Records on locating named things

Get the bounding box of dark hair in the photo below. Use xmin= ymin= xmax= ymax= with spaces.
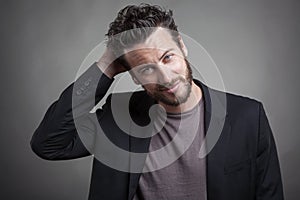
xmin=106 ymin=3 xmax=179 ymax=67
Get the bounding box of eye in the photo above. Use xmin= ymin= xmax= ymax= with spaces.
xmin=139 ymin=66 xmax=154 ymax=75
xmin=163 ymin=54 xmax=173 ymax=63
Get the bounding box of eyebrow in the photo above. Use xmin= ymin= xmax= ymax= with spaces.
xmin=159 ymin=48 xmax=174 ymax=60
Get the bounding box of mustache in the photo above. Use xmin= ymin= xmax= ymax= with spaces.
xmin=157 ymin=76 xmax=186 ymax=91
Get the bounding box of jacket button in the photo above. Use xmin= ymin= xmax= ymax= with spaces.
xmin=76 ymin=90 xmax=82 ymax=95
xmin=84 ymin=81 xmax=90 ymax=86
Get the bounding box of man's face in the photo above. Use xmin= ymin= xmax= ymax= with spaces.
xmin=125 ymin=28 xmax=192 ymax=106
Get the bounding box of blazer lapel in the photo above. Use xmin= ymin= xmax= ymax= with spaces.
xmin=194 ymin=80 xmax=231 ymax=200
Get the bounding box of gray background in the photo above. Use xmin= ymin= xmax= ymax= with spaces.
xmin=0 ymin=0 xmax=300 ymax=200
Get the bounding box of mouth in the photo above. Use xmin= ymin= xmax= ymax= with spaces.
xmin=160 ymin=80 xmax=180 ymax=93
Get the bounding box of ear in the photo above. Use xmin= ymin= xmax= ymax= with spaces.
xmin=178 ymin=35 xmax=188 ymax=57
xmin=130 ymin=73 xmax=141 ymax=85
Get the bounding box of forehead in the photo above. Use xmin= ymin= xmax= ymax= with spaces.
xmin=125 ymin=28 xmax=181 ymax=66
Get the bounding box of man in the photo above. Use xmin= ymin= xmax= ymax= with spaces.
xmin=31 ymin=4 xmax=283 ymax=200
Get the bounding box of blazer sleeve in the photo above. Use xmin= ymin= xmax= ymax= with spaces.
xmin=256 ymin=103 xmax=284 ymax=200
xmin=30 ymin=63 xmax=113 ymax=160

--

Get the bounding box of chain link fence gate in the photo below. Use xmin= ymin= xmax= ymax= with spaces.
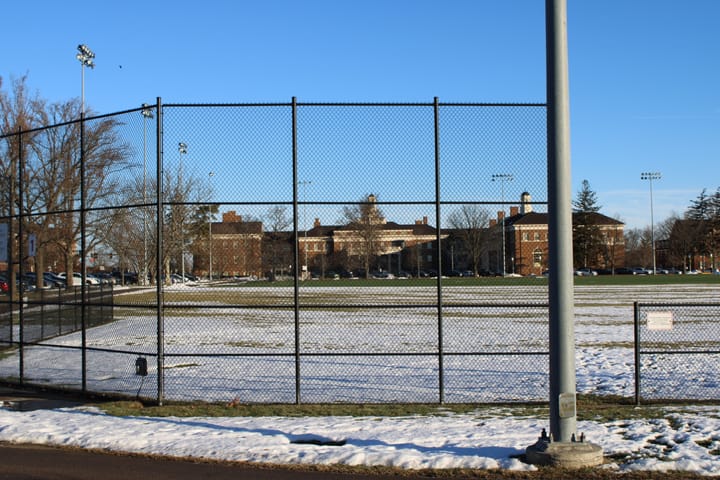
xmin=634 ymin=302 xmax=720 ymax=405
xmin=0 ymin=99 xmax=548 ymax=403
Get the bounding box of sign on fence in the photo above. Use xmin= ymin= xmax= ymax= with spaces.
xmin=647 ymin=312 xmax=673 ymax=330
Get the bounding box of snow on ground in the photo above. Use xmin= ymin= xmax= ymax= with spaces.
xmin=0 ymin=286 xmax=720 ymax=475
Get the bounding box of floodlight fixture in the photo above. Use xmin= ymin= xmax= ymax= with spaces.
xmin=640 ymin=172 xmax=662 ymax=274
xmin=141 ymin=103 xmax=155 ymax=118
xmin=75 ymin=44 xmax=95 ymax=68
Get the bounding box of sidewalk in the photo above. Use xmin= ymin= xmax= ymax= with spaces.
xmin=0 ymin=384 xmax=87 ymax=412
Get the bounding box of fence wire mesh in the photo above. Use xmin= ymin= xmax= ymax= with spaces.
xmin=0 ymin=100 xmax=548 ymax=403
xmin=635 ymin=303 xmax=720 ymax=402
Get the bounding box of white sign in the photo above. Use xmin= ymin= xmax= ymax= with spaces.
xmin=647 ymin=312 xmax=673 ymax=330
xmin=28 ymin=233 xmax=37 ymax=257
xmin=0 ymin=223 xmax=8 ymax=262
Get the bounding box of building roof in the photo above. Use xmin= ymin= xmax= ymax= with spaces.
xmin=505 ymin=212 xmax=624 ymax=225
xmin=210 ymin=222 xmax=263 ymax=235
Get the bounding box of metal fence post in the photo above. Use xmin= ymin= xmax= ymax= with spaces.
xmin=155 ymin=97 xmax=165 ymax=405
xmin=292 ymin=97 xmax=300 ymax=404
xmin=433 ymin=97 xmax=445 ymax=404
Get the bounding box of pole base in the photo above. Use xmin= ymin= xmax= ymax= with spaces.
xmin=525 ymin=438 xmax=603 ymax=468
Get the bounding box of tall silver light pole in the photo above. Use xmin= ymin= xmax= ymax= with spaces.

- [SET PROBLEM]:
Please find each line in the records above that contains the string "pole", and copy those lines out in full.

- [RESPONSE TO THIS TASK]:
Get the bounding box of pole base in the photo above. Use xmin= ymin= xmax= ymax= with spaces.
Get the bounding box of tall silver light pole in the photo above. Use xmin= ymin= xmax= ymax= with spaces.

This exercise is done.